DATA SECTION:
>> BEGIN
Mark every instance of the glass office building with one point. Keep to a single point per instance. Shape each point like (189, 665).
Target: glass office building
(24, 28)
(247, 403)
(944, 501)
>> END
>> BEGIN
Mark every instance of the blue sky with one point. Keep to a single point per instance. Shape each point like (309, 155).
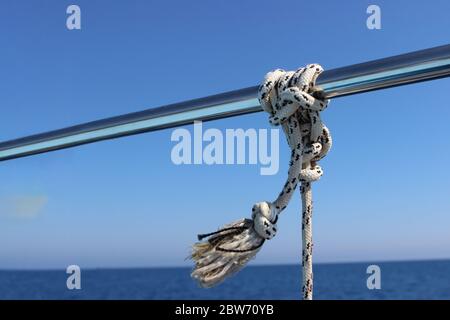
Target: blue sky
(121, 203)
>> END
INSTRUCTIONS FOR THE TASK: Report each line in the listing above that contains the string "Target".

SOLUTION FOR THIS PROBLEM:
Target: glass office building
Target: blue sky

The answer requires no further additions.